| Directions for this task |
Exactly as given, repeat all of the entries.

| Data for processing |

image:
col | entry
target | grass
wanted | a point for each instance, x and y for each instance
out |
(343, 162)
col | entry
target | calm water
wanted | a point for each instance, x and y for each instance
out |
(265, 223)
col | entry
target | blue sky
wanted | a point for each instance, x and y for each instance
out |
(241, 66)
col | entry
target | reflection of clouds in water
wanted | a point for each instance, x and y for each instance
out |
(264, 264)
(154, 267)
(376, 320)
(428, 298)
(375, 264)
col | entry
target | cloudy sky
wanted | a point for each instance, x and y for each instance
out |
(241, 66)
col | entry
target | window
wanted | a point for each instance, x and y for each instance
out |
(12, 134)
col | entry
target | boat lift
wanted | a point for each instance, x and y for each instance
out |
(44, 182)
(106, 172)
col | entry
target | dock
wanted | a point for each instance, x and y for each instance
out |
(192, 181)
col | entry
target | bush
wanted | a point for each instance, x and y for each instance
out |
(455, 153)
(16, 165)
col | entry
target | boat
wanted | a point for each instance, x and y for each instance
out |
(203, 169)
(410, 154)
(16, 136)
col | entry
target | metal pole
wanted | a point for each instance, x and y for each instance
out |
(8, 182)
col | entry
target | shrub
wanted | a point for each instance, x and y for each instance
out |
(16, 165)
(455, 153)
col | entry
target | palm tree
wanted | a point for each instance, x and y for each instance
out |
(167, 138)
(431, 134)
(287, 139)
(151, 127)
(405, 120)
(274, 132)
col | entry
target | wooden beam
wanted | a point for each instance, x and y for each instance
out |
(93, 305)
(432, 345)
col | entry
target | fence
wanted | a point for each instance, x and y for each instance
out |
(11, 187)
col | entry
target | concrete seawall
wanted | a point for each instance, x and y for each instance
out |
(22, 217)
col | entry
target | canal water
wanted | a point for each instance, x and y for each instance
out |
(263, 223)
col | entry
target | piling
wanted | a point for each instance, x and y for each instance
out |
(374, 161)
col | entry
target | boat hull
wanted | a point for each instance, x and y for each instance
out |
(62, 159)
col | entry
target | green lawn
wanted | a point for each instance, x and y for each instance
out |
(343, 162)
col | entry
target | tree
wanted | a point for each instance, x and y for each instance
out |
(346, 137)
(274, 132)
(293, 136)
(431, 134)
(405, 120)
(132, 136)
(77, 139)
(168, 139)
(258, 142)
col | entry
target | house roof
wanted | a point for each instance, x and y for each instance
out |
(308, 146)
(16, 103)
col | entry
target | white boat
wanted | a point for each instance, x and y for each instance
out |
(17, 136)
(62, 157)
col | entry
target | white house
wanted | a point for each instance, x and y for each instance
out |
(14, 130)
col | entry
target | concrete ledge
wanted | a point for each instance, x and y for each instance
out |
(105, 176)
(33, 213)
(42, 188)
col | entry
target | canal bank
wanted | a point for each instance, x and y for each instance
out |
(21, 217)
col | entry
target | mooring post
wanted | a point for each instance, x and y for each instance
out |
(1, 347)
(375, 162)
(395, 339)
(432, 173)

| Completed task |
image:
col | entry
target | grass
wanted | a point for each instance, x and y for each instance
out |
(343, 162)
col | entry
target | calm water
wanted | a point for each instance, x and y for each instance
out |
(265, 223)
col | entry
target | blue sky
wanted | a point for each instance, x and y for each instance
out |
(241, 66)
col | entry
target | reflection of clouds in water
wanted | a point for each instance, x and y for each instance
out |
(264, 264)
(154, 267)
(376, 320)
(428, 298)
(375, 264)
col | entry
target | cloudy sky
wanted | a point for each instance, x and y for each instance
out |
(241, 66)
col | entry
target | window
wanted | a point for each instance, x and y for each instance
out |
(12, 134)
col | entry
target | boat lift
wanted | a point for each instance, x and y for each instance
out |
(44, 182)
(106, 172)
col | entry
target | dock
wanted | a point for each instance, x and y for each instance
out |
(192, 181)
col | entry
target | bush
wanted | a point for each instance, x and y for each instance
out |
(455, 153)
(16, 165)
col | entry
target | boat
wanted | a point for each instance, x and y for each instance
out |
(203, 169)
(410, 154)
(16, 136)
col | entry
target | metal pole
wanted | a point for each instance, x and y for each instance
out |
(8, 182)
col | entry
target | shrub
wanted | a point for each instance, x and y for each instance
out |
(16, 165)
(455, 153)
col | entry
target | palm tree
wanted | a point for each instance, x and y for each instance
out |
(167, 138)
(431, 134)
(287, 139)
(151, 127)
(405, 120)
(274, 132)
col | entry
target | wooden beam
wanted | a point for each instance, x and y for each instance
out |
(93, 305)
(432, 345)
col | entry
target | fence
wanted | a point for each instance, x and y for each instance
out |
(11, 187)
col | entry
target | concrete seawall
wanted | a point for each instance, x and y for each instance
out |
(22, 217)
col | entry
target | canal water
wanted | a point for each instance, x and y for each instance
out |
(263, 223)
col | entry
target | piling
wanted | a point for each instance, x and y for each instance
out |
(374, 161)
col | entry
target | boat hull
wanted | a point for each instance, x and y for each instance
out |
(62, 159)
col | entry
target | green lawn
wanted | a point for each instance, x and y for each instance
out |
(343, 162)
col | entry
target | tree
wanted | a point for each instance, x and y for each instance
out |
(346, 137)
(274, 132)
(293, 136)
(431, 134)
(405, 120)
(132, 136)
(77, 139)
(168, 139)
(258, 142)
col | entry
target | house roof
wanted | a point for each instance, x and y for each instance
out |
(308, 146)
(16, 103)
col | entry
target | white boat
wanted | a point for each instance, x and y for each instance
out |
(17, 136)
(62, 157)
col | entry
target | white house
wanted | a point for each instance, x and y for each instance
out |
(14, 130)
col | entry
target | concrete ledge
wanted | a point for each instance, x and y for each instance
out |
(105, 176)
(33, 213)
(42, 188)
col | entry
target | canal bank
wanted | a point for each instance, x and y for each instance
out |
(21, 217)
col | entry
target | mooring post
wanted | a point for each instance, x and y for each instance
out |
(1, 347)
(375, 162)
(395, 339)
(432, 173)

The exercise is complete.